### Data entries
►
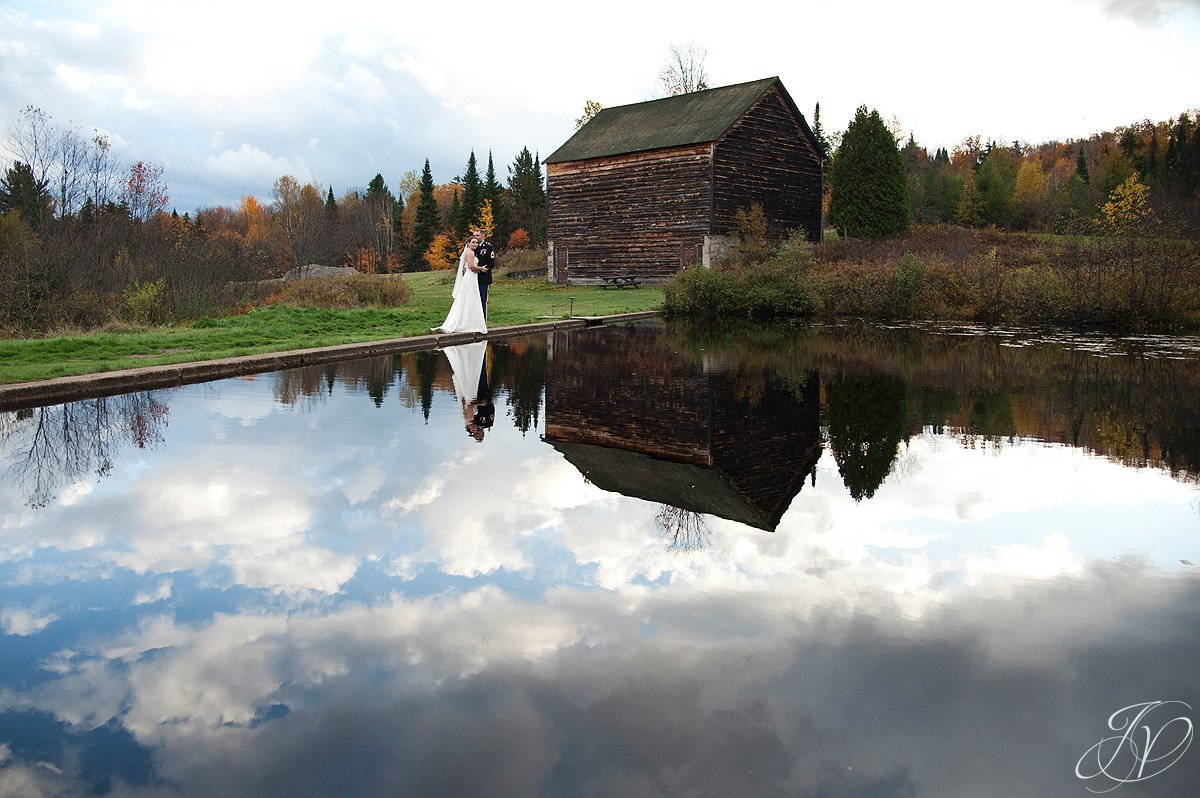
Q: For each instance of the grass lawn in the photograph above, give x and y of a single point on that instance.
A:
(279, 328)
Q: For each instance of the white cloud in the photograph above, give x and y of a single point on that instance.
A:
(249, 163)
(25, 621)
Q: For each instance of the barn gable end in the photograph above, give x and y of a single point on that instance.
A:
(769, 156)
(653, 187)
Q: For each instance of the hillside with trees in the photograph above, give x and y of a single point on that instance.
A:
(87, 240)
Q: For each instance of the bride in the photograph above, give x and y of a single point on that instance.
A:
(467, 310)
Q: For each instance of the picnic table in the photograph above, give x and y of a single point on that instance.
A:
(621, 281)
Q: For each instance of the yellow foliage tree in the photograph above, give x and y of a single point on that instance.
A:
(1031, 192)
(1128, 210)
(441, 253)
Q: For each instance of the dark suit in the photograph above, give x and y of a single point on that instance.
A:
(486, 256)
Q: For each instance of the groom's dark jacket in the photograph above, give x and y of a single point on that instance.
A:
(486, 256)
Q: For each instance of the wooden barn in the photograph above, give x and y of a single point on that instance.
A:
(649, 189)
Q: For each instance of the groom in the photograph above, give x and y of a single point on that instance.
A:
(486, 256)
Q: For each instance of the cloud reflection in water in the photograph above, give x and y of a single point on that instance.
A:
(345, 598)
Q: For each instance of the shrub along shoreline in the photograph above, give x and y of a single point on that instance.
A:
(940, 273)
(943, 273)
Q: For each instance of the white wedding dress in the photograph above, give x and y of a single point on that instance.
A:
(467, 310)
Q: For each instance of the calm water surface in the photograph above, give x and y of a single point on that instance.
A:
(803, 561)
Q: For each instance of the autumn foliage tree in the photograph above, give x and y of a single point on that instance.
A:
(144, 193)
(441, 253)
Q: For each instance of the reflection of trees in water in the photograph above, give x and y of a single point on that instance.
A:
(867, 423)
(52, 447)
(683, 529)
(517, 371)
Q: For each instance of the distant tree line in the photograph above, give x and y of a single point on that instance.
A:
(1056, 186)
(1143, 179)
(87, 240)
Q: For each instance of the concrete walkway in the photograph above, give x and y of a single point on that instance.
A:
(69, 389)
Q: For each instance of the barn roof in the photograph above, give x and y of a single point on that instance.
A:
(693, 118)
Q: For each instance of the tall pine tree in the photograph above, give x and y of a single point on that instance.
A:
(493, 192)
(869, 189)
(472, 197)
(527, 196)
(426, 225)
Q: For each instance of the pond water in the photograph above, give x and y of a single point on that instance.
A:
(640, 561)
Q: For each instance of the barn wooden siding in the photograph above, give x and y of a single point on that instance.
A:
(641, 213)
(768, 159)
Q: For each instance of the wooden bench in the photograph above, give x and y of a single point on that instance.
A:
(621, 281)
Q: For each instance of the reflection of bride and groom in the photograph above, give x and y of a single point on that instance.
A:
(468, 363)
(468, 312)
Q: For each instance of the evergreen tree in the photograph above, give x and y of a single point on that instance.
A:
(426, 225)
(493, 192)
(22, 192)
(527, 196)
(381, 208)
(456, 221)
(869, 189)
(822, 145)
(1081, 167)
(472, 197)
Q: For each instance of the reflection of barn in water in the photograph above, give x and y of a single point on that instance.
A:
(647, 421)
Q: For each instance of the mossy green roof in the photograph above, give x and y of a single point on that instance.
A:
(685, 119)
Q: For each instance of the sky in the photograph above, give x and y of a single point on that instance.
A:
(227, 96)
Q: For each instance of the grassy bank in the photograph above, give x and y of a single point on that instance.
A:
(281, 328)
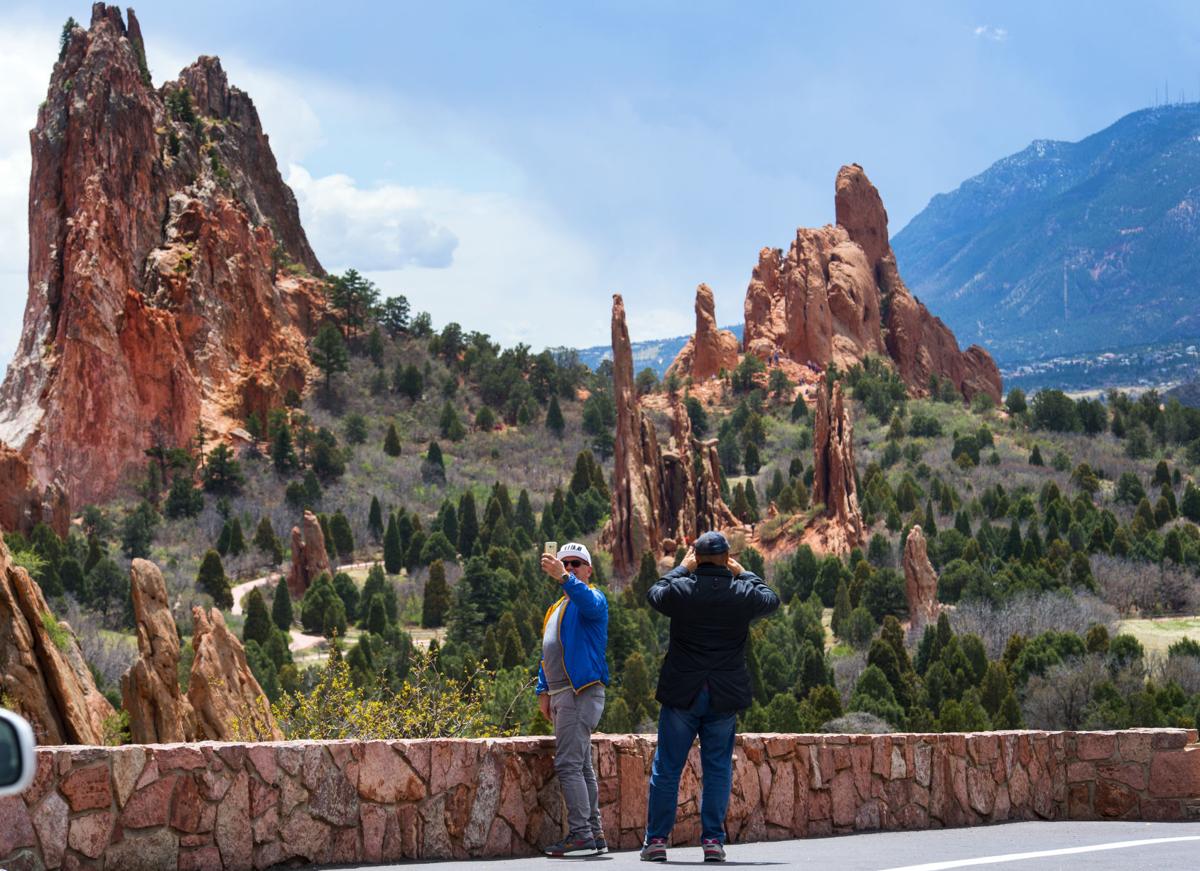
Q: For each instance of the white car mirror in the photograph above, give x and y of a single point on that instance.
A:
◄
►
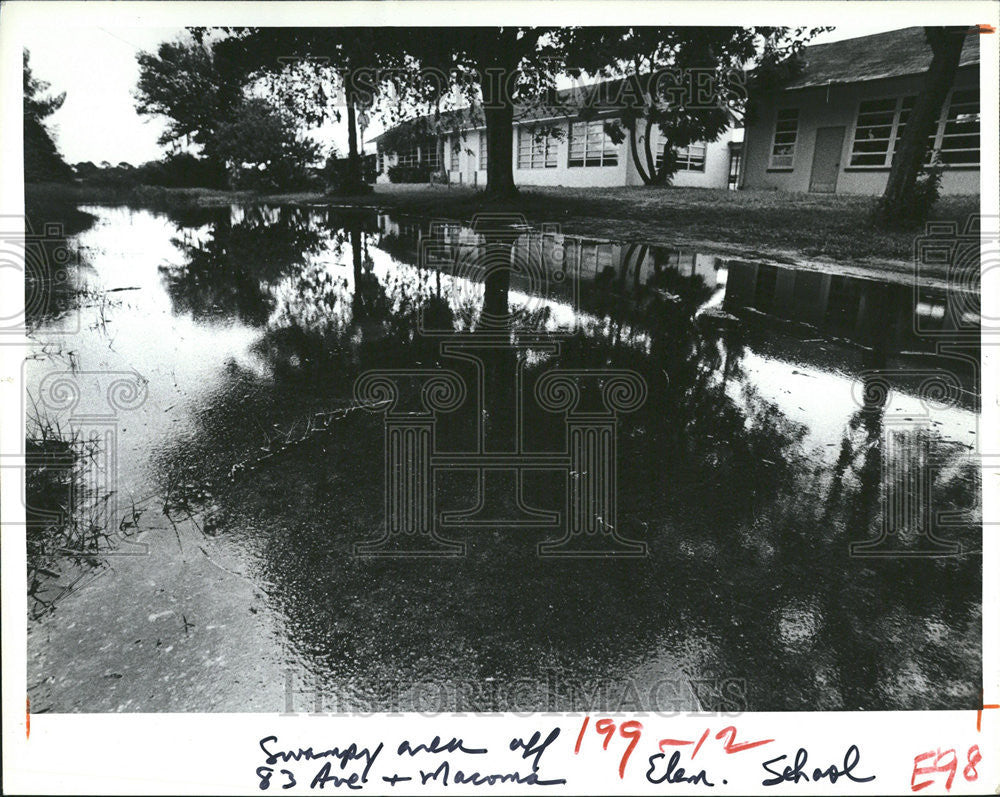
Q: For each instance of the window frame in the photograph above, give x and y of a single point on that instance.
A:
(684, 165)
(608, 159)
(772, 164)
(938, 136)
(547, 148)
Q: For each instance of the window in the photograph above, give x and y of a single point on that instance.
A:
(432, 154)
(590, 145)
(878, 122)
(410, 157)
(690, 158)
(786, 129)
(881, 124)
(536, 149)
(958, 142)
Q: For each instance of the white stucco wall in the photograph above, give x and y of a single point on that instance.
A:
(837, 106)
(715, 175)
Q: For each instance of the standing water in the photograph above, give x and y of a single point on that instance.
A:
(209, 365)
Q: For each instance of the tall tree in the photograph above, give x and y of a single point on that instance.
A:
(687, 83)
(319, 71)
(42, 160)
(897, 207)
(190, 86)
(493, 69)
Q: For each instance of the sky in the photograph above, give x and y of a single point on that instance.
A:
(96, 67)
◄
Return each line of the listing above that contains the string "groom", copied unchanged. Matching is case-sensitive.

### Completed task
Q: For each instance of the groom's dark jacket in the photograph above, give x and y of a single point on that instance.
Q: For each instance of the groom in the photograph above, give x and y of a single point on that instance.
Q: For each instance of the reflection of bride and groom in the photograph above, give x and y of a single point on that instance.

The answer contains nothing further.